▶ _THE PROBLEM_
The records that follow must be transcribed exactly, each one in full.

▶ _SUPPLIED ENTRIES_
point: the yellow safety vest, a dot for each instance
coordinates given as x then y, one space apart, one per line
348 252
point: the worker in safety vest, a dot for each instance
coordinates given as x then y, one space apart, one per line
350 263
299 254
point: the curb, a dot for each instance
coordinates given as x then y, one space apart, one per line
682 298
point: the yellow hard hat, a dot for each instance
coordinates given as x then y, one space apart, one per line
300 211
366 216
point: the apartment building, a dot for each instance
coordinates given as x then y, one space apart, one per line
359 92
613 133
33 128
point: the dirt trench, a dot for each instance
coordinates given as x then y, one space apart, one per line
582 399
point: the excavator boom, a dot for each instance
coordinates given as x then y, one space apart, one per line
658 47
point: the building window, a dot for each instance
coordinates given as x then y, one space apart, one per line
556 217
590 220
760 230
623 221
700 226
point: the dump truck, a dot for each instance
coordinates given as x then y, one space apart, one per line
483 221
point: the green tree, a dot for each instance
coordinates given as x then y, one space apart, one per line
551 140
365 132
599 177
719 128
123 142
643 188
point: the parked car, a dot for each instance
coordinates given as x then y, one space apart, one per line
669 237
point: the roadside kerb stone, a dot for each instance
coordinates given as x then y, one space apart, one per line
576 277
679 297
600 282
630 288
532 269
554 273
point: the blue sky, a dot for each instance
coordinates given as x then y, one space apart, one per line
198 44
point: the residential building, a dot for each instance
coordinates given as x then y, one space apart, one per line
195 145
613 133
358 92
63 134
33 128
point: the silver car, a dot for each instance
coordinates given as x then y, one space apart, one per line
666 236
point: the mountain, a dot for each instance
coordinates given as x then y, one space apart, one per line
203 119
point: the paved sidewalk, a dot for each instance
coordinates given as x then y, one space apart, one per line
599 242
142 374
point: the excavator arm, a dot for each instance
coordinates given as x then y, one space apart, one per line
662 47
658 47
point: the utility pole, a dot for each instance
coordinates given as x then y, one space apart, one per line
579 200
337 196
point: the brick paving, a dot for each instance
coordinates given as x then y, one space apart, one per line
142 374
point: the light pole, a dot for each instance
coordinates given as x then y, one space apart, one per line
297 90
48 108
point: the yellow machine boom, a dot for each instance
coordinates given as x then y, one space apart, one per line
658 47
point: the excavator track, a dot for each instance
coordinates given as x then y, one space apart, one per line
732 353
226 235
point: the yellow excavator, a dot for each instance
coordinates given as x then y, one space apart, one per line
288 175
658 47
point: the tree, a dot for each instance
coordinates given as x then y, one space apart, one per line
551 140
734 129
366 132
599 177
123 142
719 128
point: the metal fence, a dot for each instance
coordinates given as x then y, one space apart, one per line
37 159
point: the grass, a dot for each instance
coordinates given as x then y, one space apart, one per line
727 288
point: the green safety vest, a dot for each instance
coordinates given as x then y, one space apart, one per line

▶ _RESPONSE TO THE EXERCISE_
point: the yellow safety vest, a dot for each instance
coordinates given as x then y, one space apart, one per line
348 252
point: the worker in safety vest, a dot for each instance
coordinates given as x then y, one space apart, one per line
350 263
299 254
point: the curb, a dot for each instance
coordinates given as x then y, one space apart, one per line
682 298
point: the yellow hard hat, a dot for each instance
coordinates given as x then y, one space apart, one per line
300 211
366 216
point: the apartment building, a dot for each instance
coordinates given as x then y, one space apart, one per line
359 92
613 133
33 128
point: the dirt trench, a dot for each instance
coordinates given as x then y, one space apart, one per line
582 399
point: the excavator boom, a dot for each instance
coordinates given as x then y, one space apart, one per line
658 47
point: the building window, a dot for each instance
coordinates given as x then y, one space apart, one per line
556 217
590 220
760 230
623 221
700 226
point: the dump truck, a dot for each instance
coordinates given as x then y, one space apart, one per line
483 221
point: the green tree, a dot for each instance
coordinates given as x then y, one space apart, one per line
551 140
365 132
599 177
719 128
123 142
643 188
point: the parked car, a dot for each instance
coordinates given as x then y, one space apart, one per line
669 237
point: the roadside kerb stone, a dot for each instance
coordinates given as x then y, one space apart, one per line
576 277
679 297
600 282
630 288
532 269
554 273
point: the blue sky, a dot for each instance
coordinates given as x then y, one space apart, one per line
198 44
point: the residential building, a dot for each instance
coordinates given as x then y, one space apart, one per line
195 145
613 133
358 92
63 134
33 128
point: the silver car, a dot for each instance
coordinates given as x then y, one space apart, one per line
666 236
point: the mountain, a dot for each instance
coordinates given as x then y, one space apart, one per line
203 119
point: the paved sidewalk, a dot for each instance
coordinates given as x then y, one space apart, one per line
599 242
142 374
point: the excavator arm, a dot for each instance
coordinates given as x then y, one space apart, one per line
662 47
658 47
point: the utility pole, a dot for each instance
coordinates given as x then y, one space apart, one per line
579 200
337 196
point: the brick paving, a dot for each instance
coordinates given as x then y, one space apart, one per line
142 374
point: the light pole, a dot for each instance
coordinates given as x then y, one space apart, one per line
297 90
48 108
point: the yellow machine boom, a dot for each instance
coordinates given as x then y, one space apart, one per line
658 47
point: the excavator track, a dot for each instance
coordinates given as x then y, one space apart, one per line
732 353
226 235
point: the yellow excavator, a dot for each instance
coordinates given as x then y, one space apart, one per line
288 175
658 47
point: the tree, a dot for each instance
coordinates given as x then y, one space apart, one per line
551 140
734 129
366 132
599 177
123 142
719 128
point: the metal fence, a dot for each instance
coordinates given as x then y, one space apart, one per line
37 159
point: the grass, a dot for each instance
coordinates given as x then y, one space apart, one per line
727 288
point: the green safety vest, a dot for each instance
coordinates given as x then y, one space apart, one per line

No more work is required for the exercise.